● Records for the task

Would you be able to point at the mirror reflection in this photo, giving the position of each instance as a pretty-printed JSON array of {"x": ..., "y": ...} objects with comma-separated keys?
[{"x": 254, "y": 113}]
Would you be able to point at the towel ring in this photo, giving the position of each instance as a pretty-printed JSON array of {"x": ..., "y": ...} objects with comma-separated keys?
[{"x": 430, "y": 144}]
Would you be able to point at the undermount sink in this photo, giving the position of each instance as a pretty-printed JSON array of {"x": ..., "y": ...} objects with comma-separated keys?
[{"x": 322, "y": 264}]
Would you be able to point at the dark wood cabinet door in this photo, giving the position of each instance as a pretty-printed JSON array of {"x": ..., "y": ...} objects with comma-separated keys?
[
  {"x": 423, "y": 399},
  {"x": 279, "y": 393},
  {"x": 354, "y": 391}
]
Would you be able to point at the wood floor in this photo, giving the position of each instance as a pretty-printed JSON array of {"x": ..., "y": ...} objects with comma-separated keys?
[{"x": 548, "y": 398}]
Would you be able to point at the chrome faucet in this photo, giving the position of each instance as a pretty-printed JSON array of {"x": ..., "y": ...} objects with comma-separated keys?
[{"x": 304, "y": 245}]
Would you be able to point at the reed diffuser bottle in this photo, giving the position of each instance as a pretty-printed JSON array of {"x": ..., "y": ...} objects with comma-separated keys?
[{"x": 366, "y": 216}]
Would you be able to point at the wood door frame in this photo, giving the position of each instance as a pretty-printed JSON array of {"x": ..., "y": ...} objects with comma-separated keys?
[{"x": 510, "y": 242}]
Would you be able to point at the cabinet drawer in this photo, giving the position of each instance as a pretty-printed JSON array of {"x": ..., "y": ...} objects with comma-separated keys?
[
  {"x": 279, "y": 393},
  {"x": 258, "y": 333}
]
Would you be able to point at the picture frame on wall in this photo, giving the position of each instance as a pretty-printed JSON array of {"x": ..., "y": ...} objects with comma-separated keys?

● To do
Return the entries in full, keeping every line exactly as it is.

● Finished task
Would you be able to point at the mirror reflection in this photo, giving the position of each instance as a pretty-printed JSON array of {"x": ..., "y": ...} objects with comma-separated keys?
[{"x": 254, "y": 113}]
Would you be able to point at the towel ring in this photo, giving the position of each instance as a pretty-printed JSON array of {"x": ..., "y": ...} objects with comma-separated keys?
[{"x": 430, "y": 144}]
Would you be able to point at the undermount sink in this photo, giving the position of each instance as a pretty-printed JSON array of {"x": ..., "y": ...} objects with comma-separated keys?
[{"x": 322, "y": 264}]
Would you be able to point at the dark wood cabinet door in this photo, giving the position of each instance as a pretty-printed JSON array of {"x": ..., "y": ...} objects with comma-separated keys?
[
  {"x": 423, "y": 399},
  {"x": 279, "y": 393},
  {"x": 354, "y": 391}
]
Would you be able to point at the wood floor in this photo, giving the position of each instance as a pretty-printed JSON array of {"x": ..., "y": ...} objects with comma-separated keys?
[{"x": 548, "y": 398}]
Would you be able to point at the chrome faucet in this photo, giving the position of each instance as a pretty-printed JSON array of {"x": ..., "y": ...} objects with comma-separated keys?
[{"x": 304, "y": 245}]
Would you be able to point at the reed diffuser bottle in this photo, giving the position of each instance as a pretty-printed JSON array of {"x": ..., "y": ...} objects with comma-separated keys?
[{"x": 366, "y": 216}]
Would you be able to point at the wood door frame in this photo, giving the position of each instance as a pretty-printed JSON array of {"x": ..., "y": ...} objects with comma-separated keys?
[{"x": 510, "y": 242}]
Would you be able to point at the cabinet drawer in this photo, giving the position of each instance as a pretty-printed JSON array of {"x": ..., "y": ...} objects with comma-separated keys?
[
  {"x": 279, "y": 393},
  {"x": 258, "y": 333}
]
Would you be able to point at the picture frame on wall in this photo, giving the position of each instance as a pretty-printed JSON array of {"x": ..., "y": ...} objects with comma-separated keys?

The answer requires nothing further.